### Aim:
Find each line in the records that contains the word "green" and copy those lines out. Matching is case-sensitive.

### Data excerpts:
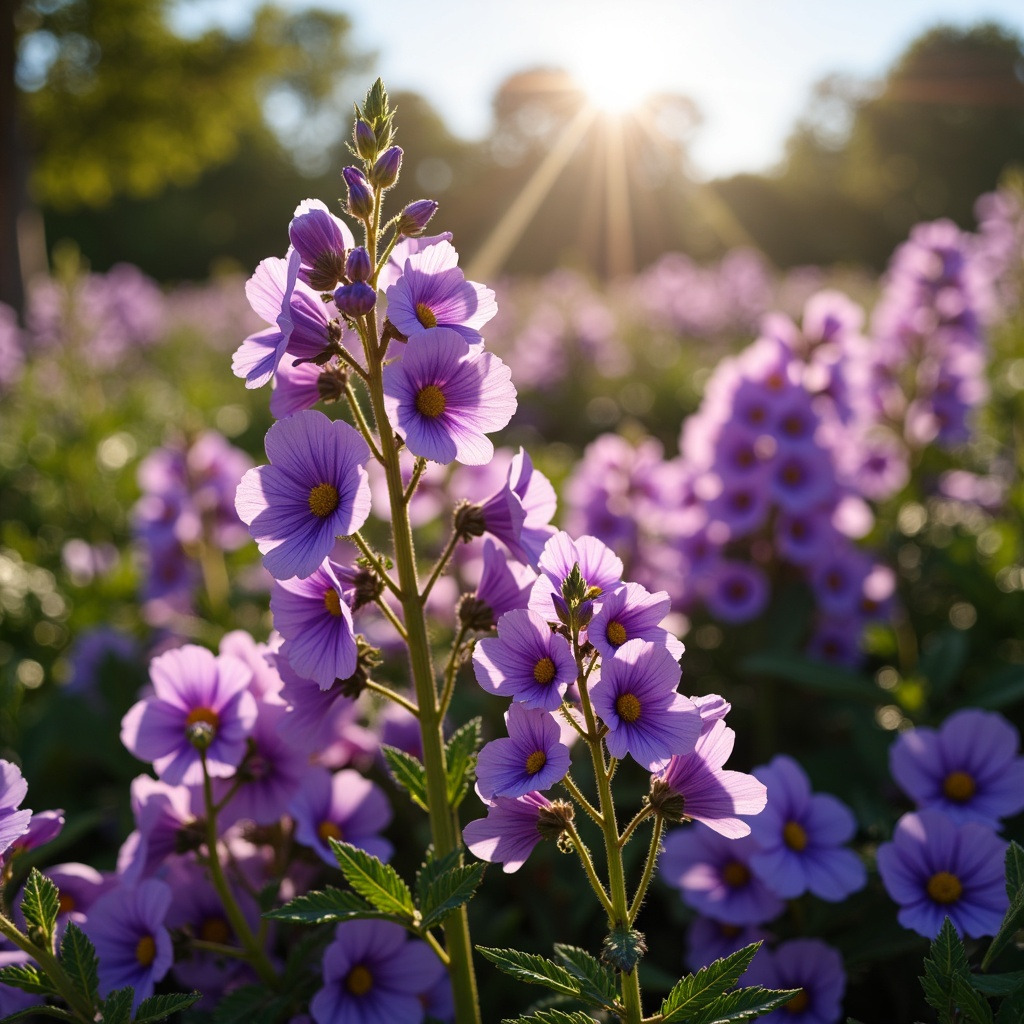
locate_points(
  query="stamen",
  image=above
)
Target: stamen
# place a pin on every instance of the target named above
(430, 401)
(324, 500)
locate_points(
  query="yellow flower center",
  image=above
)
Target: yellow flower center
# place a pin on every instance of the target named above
(628, 708)
(332, 601)
(735, 875)
(324, 500)
(544, 671)
(359, 980)
(207, 715)
(425, 314)
(145, 950)
(615, 634)
(795, 837)
(944, 888)
(960, 786)
(430, 401)
(328, 829)
(215, 930)
(799, 1003)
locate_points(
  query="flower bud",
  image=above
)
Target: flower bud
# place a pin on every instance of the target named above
(385, 172)
(416, 216)
(360, 199)
(366, 140)
(355, 299)
(357, 265)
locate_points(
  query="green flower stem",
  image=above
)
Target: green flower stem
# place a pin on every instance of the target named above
(588, 866)
(255, 952)
(378, 565)
(385, 691)
(648, 870)
(620, 915)
(81, 1007)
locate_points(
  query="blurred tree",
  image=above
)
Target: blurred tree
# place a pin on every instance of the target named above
(114, 102)
(871, 161)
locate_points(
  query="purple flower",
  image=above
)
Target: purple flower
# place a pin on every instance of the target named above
(314, 489)
(800, 837)
(127, 928)
(509, 833)
(192, 689)
(637, 700)
(600, 567)
(935, 868)
(710, 794)
(443, 398)
(714, 877)
(321, 239)
(525, 662)
(345, 807)
(374, 973)
(530, 758)
(13, 788)
(314, 617)
(810, 966)
(432, 292)
(969, 768)
(630, 612)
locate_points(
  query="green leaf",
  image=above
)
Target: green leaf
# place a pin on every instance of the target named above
(943, 658)
(946, 962)
(40, 903)
(78, 957)
(325, 907)
(812, 676)
(157, 1008)
(117, 1007)
(974, 1008)
(27, 977)
(552, 1017)
(1014, 919)
(439, 894)
(998, 984)
(595, 979)
(698, 990)
(742, 1005)
(536, 971)
(460, 755)
(379, 884)
(409, 773)
(1003, 688)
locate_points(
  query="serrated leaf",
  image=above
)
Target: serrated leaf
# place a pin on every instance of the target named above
(535, 971)
(812, 676)
(596, 980)
(698, 990)
(446, 892)
(742, 1005)
(945, 962)
(552, 1017)
(460, 754)
(40, 904)
(27, 977)
(1014, 919)
(158, 1008)
(409, 773)
(325, 907)
(117, 1007)
(974, 1008)
(998, 984)
(78, 957)
(378, 883)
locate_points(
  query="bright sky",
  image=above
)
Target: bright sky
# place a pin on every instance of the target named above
(749, 64)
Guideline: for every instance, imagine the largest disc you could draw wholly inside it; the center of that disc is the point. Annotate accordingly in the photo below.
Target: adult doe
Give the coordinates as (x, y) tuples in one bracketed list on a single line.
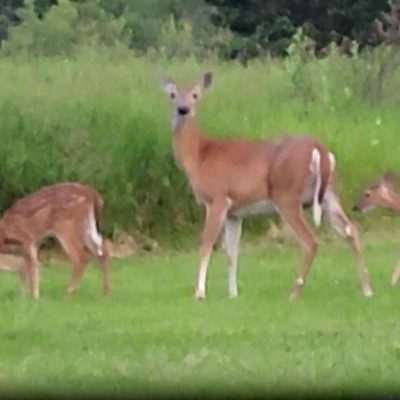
[(236, 177), (68, 212)]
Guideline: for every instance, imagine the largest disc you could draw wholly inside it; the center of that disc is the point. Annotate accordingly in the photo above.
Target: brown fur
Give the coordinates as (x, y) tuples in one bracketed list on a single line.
[(59, 210), (227, 175)]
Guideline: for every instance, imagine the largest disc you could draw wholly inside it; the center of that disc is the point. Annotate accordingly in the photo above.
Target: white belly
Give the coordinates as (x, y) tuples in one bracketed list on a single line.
[(260, 207)]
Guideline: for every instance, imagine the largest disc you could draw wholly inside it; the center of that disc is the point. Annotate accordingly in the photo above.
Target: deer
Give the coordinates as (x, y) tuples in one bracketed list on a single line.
[(381, 194), (233, 178), (68, 212)]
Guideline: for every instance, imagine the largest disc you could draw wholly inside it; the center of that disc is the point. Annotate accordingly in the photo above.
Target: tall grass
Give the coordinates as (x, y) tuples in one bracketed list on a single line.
[(103, 120)]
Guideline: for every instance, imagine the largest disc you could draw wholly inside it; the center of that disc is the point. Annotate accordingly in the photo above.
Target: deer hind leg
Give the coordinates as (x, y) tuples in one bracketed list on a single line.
[(97, 246), (292, 215), (215, 219), (232, 233), (395, 275), (345, 228), (30, 275), (76, 253)]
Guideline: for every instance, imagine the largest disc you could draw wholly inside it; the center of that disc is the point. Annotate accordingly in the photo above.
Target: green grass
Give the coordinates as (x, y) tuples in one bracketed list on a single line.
[(151, 336), (102, 118)]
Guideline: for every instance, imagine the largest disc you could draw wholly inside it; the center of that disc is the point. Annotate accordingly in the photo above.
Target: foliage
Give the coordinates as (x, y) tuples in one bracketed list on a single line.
[(63, 30), (102, 119), (151, 338), (243, 30)]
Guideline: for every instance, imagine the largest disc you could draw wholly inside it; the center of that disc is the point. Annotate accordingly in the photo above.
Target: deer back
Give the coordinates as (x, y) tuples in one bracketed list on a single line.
[(39, 213)]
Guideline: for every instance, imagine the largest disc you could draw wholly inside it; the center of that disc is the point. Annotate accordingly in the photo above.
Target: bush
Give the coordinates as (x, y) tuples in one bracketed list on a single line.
[(104, 121)]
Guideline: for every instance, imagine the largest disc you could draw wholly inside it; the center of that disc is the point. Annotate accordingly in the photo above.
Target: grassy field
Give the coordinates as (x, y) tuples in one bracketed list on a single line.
[(151, 336), (103, 119)]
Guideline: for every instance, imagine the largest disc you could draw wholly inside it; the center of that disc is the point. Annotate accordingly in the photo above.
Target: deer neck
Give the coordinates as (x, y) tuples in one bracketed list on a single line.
[(187, 141)]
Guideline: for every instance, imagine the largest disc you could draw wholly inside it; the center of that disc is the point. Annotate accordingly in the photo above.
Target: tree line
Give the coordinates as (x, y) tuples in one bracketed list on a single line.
[(241, 29)]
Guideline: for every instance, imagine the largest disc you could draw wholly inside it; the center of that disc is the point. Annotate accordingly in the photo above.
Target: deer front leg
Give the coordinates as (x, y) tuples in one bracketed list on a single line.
[(215, 219), (232, 233), (30, 275), (345, 228), (291, 213), (395, 275)]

### Task response:
  query="green flower stem",
Target: green flower stem
  query="green leaf",
Target: green leaf
Target: green grass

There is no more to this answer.